Assigned task ▸
Copy each line exactly, starting with the one that contains "Spot the yellow sun" and stopping after the last line of the material below, with nothing else.

※ ※ ※

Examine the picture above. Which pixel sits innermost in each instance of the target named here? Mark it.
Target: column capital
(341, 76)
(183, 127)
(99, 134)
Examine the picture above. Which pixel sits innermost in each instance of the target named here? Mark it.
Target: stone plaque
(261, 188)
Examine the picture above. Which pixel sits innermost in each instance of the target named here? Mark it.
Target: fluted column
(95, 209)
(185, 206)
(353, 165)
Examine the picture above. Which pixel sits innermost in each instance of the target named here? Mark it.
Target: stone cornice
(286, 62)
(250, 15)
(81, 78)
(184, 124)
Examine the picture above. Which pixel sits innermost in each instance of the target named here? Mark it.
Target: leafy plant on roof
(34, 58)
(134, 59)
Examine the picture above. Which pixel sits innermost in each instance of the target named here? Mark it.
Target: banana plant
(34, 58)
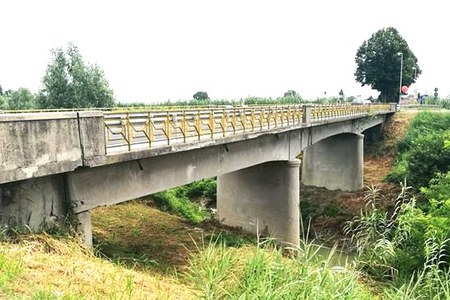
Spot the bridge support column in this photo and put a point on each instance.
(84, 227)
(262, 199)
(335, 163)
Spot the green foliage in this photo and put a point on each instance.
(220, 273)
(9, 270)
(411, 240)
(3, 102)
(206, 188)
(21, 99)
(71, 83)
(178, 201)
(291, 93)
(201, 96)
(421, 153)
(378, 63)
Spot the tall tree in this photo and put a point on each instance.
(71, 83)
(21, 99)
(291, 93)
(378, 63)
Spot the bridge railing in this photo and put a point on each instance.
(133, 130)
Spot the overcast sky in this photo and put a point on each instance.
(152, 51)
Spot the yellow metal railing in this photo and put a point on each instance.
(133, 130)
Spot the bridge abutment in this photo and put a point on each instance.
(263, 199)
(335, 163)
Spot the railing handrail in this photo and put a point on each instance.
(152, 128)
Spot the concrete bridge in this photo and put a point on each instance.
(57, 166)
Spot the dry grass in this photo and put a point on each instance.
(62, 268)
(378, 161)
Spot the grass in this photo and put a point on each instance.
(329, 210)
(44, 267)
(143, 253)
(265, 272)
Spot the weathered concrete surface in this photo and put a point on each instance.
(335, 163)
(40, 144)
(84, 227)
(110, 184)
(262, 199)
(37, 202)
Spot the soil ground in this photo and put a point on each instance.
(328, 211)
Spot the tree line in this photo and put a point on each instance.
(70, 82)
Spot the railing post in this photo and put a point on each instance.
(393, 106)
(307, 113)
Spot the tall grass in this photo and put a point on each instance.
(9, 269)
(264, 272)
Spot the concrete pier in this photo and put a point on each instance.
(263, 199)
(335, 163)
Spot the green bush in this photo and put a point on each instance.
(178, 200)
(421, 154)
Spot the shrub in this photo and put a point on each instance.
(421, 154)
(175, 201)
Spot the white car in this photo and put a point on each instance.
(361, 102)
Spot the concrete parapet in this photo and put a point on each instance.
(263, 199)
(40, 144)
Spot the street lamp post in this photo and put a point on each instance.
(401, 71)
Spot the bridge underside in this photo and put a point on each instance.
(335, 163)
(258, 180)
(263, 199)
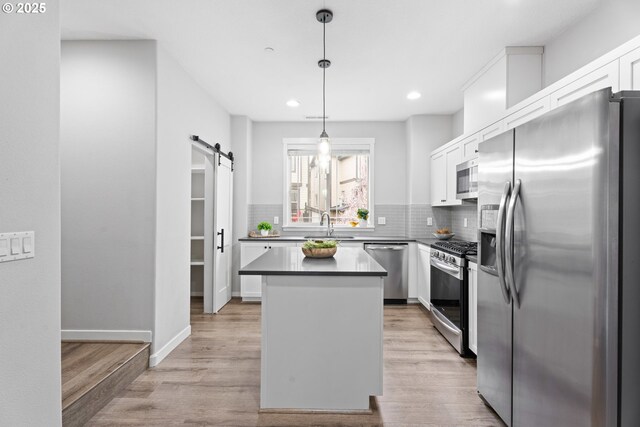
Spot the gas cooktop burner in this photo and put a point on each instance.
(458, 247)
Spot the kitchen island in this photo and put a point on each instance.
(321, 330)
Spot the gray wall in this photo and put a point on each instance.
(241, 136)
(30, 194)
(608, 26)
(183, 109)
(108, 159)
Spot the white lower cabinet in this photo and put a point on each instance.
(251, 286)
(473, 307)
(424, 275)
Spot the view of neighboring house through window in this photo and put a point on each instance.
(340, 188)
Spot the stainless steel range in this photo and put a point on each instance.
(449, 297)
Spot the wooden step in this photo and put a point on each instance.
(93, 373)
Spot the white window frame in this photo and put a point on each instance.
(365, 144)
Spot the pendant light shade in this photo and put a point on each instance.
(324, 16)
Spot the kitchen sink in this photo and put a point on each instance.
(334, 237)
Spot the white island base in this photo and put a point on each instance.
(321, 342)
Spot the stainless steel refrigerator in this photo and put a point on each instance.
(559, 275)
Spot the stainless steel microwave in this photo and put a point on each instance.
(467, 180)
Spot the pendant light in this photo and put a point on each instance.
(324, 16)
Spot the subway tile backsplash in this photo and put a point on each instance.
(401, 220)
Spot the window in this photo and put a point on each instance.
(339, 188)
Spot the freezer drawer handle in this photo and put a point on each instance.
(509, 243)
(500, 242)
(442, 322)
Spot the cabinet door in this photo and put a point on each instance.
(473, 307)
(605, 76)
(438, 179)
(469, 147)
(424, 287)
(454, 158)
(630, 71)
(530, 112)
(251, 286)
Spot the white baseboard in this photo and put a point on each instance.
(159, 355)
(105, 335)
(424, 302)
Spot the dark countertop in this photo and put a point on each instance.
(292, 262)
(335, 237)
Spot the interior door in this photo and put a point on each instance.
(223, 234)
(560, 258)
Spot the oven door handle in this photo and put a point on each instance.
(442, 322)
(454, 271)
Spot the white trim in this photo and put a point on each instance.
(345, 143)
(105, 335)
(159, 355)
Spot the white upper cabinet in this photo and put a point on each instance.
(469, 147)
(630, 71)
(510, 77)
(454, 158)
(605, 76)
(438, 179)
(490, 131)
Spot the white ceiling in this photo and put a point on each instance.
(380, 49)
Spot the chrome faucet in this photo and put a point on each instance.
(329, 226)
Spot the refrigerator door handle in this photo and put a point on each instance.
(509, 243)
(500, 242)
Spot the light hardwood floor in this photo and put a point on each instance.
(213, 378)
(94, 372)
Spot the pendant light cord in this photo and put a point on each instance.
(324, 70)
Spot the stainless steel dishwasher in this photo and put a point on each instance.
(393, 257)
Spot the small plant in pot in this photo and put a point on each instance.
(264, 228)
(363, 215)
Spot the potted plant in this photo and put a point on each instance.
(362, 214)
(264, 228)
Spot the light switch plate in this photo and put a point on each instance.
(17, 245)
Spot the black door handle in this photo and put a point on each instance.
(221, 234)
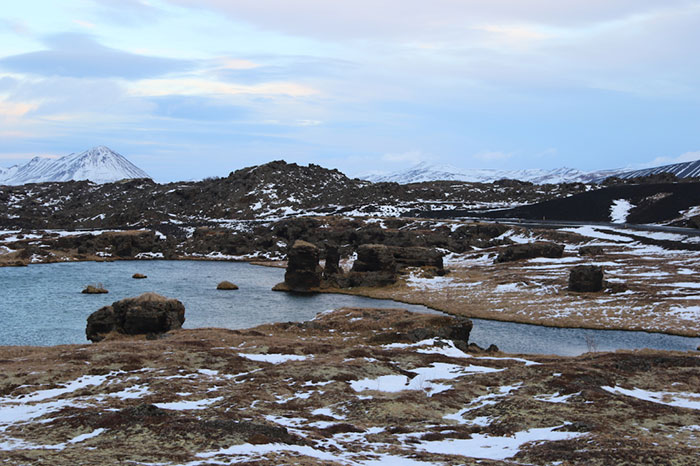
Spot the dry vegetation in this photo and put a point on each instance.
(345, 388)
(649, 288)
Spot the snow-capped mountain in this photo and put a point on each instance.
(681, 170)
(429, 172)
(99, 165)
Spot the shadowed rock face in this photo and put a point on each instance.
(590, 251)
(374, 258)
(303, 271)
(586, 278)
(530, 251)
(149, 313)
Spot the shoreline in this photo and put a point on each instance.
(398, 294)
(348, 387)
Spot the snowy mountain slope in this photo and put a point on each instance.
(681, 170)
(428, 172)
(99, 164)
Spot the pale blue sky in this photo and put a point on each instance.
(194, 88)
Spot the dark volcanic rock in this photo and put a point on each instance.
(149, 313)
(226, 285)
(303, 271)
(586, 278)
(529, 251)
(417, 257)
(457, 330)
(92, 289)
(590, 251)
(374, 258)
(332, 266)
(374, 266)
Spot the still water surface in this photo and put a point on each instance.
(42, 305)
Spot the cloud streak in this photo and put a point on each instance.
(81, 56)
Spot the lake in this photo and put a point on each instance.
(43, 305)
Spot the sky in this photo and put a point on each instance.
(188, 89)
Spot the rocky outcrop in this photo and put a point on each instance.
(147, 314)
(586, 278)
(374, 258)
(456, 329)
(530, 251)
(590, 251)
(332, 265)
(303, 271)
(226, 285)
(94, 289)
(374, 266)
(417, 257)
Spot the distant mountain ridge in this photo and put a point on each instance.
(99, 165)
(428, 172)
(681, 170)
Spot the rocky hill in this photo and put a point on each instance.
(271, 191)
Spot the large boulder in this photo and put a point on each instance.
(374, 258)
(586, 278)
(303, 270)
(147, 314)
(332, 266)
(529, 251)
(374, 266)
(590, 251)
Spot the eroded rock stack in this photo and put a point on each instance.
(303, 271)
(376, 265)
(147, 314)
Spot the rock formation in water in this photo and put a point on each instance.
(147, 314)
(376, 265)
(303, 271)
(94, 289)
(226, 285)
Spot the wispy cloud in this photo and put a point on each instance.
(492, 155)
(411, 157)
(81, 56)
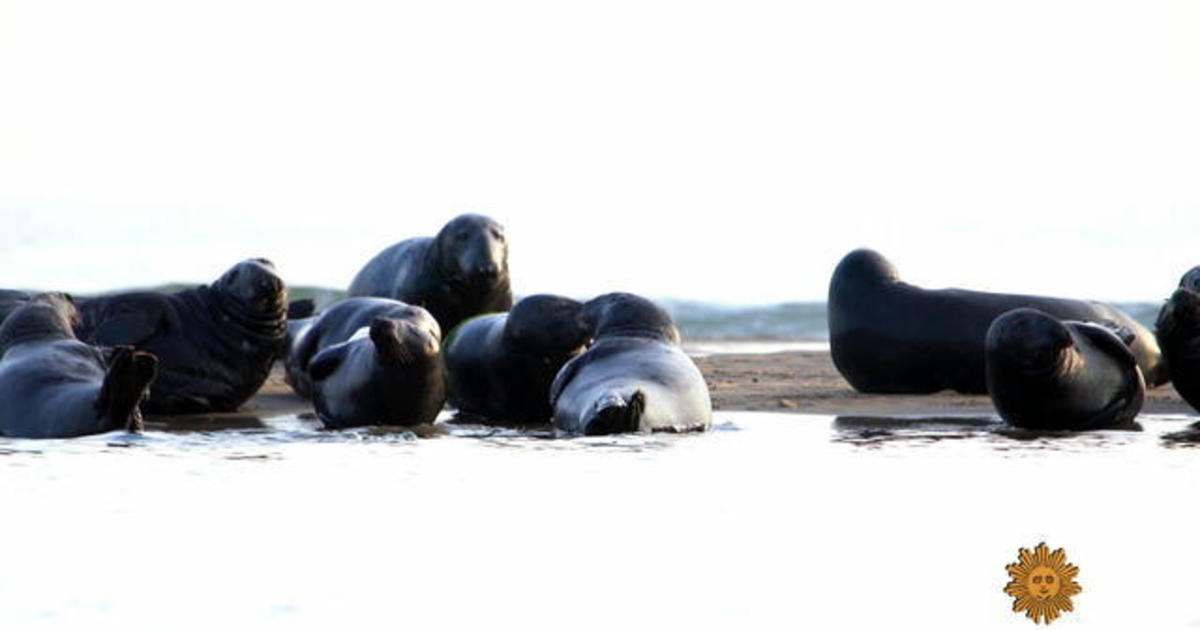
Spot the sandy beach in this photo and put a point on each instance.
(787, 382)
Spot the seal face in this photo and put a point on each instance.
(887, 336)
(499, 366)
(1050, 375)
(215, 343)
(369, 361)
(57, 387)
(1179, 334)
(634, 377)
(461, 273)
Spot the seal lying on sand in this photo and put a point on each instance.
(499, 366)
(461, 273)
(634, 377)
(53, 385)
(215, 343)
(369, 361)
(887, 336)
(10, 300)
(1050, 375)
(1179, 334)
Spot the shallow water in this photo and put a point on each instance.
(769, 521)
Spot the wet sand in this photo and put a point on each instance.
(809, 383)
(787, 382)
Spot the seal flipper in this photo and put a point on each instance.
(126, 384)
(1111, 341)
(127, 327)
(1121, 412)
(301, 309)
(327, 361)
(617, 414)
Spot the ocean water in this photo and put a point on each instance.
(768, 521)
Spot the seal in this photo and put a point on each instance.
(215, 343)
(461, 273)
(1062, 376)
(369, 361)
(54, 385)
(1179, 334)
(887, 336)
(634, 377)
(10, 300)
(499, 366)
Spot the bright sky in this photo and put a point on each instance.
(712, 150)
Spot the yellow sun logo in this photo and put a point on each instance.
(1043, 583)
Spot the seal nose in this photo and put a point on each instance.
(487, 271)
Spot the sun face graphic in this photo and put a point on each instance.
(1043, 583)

※ ※ ※

Problem solution ▸
Spot the yellow sun logo in this photo and put a point on each instance.
(1043, 583)
Spot the seal nose in this photo and put a point on each instance.
(487, 271)
Spot the sun face graphic in this photo and put a point on each instance.
(1043, 583)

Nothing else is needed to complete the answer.